• Extract:
──────────
Rosanne and Tom Arnold, speaking of a shark tank, Rosanne and Tom Arnold may be headed for divorce court, but the $3 million house they were buying through probate court has closed escrow according to public records. The house is next door to the Arnold home in Brentwood and is expected to be added to the compound. To the compound, the Arnold compound. Who knew? Who knew they had a compound? Maybe that's where they'll put the shark tank. I think everyone in show business needs to have a shark tank. Just as a place to chill out, you know, from the real shark tank outside. So, ladies and gentlemen, this week was one in which the names of things or the way that we measured them were changed in one case to change our behavior in another case, not to.
What is he talking about? Well, here, right here in this paper. Look, look at this. Now, I'll look at it for you. The scholastic aptitude test scores will be going up 100 points. Beginning in April 1995, you probably heard this story, the college board will be recalibrating its scoring of the SAT. The bottom score will still be 200 in the top score, 800, but it will be easier for everyone to get higher scores. The raw scores will result, same raw score will result in a higher final score. A 730 will become an 800. A 430 will become a 510. The performance that generates a 424 today will now generate a 500. This kid is no brighter. Says Bradley, Jake Quinn, one in senior project director of the college board.
──────────
• Data excerpt:
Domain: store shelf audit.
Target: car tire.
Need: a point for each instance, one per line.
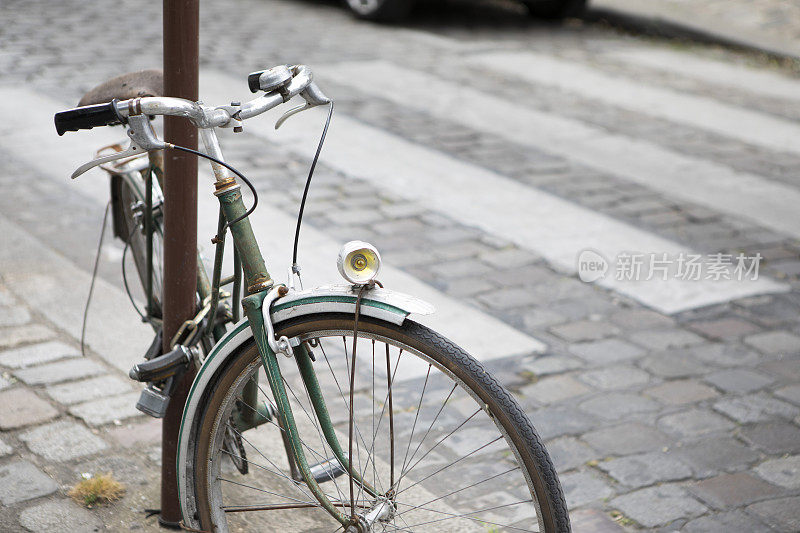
──────────
• To do: Condense the paragraph of the transcript that begins "What is he talking about?" into a short bulleted list of its main facts.

• Exercise result:
- Scholastic Aptitude Test scores will go up 100 points.
- Beginning in April 1995, the College Board will recalibrate its scoring of the SAT.
- The bottom score will still be 200 and the top score 800, but higher scores will be easier for everyone to get.
- The same raw score will produce a higher final score: a 730 will become an 800, and a 430 will become a 510.
- A performance that earns a 424 today will earn a 500.
- The students are no brighter.